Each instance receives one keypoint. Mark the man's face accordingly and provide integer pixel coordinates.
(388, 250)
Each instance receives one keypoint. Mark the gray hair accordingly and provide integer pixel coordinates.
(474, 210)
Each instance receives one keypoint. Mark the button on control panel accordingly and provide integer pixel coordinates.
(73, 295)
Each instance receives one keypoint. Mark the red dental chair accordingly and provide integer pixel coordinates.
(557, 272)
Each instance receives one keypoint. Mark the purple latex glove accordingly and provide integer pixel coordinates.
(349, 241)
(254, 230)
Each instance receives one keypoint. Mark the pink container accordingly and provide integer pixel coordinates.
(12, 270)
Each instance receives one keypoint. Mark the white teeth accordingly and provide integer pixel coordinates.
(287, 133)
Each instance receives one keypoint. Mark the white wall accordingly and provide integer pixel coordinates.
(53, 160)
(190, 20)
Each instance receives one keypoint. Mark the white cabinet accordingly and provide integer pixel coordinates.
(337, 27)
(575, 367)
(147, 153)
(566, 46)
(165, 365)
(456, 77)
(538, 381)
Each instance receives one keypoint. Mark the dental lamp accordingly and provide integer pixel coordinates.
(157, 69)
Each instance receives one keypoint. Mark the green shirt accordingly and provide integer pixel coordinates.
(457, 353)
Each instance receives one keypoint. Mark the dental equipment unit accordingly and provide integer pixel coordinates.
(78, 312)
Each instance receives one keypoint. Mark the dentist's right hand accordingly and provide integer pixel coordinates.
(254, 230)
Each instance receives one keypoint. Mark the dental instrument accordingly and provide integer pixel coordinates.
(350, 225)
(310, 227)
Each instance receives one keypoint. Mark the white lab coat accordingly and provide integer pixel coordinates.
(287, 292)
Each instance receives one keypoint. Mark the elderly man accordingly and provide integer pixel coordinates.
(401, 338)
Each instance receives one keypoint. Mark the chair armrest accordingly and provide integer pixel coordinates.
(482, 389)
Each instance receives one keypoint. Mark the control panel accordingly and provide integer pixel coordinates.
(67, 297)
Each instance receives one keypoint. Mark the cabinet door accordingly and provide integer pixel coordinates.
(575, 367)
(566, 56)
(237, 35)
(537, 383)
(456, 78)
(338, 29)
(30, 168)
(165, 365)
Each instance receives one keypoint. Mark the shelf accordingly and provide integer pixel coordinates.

• _Required action_:
Copy out the entries from the material above, matching each one exactly.

• _Result below_:
Each instance receives one keypoint. Mark the man's face accordingly and provide integer pixel coordinates.
(388, 250)
Each instance receives one keypoint. Mark the gray hair accordingly and provide integer pixel coordinates.
(474, 210)
Each instance receives one keypoint. Mark the button on control panel accordingly and provide integer pixel coordinates.
(73, 295)
Each instance receives one keypoint. Mark the red dental chair accordingly and provide integer pixel coordinates.
(557, 272)
Each instance receives one keypoint. Mark the purple latex glove accordingly and provide integer pixel coordinates.
(349, 241)
(254, 230)
Each instance receives one keypoint. Mark the pink container accordingly and provide integer pixel coordinates.
(12, 270)
Each instance receives one keypoint. Mark the white teeth accordingly and provide integer pixel coordinates.
(287, 133)
Each instance receives one keypoint. Mark the white wall accordingly and provide integer pixel coordinates.
(53, 160)
(190, 20)
Each instance receives one keypoint. Mark the white cabinet accordingly and provide integer pixel coordinates.
(337, 27)
(575, 367)
(147, 153)
(566, 46)
(165, 365)
(456, 77)
(538, 381)
Each instance receives one keypoint. Mark the dental lamp accordingly and provide integer pixel coordinates.
(157, 69)
Each instance receives one keypoint. Mark the green shirt accordingly and provide integer pixel coordinates.
(457, 353)
Each instance receives one keypoint. Mark the dental equipment unit accordingly and provide integer pixel coordinates.
(78, 312)
Each instance receives one keypoint. Mark the dentist's right hand accordingly and provide integer pixel coordinates.
(254, 230)
Each instance receives one keypoint. Mark the dental instrument accordingly and provide integer pixel coordinates.
(350, 225)
(310, 227)
Each instance receives one keypoint. Mark the white lab coat accordingly and provide integer pixel coordinates.
(287, 292)
Each instance receives one keypoint. Mark the elderly man accordingly and provide integer pixel coordinates.
(401, 338)
Each instance receives one keypoint. Mark the chair armrest accordingly and provide integer pixel coordinates.
(482, 389)
Each instance receives one keypoint. Mark the control panel accordingly and provide integer pixel coordinates.
(67, 297)
Each instance receives one keypoint. Mark the cabinet door accordingly and provide integer pixel coordinates.
(575, 367)
(566, 56)
(237, 35)
(537, 383)
(456, 78)
(338, 29)
(30, 168)
(165, 365)
Each instance receives one keypoint. Mark the shelf accordingly and provide integer pixel coordinates.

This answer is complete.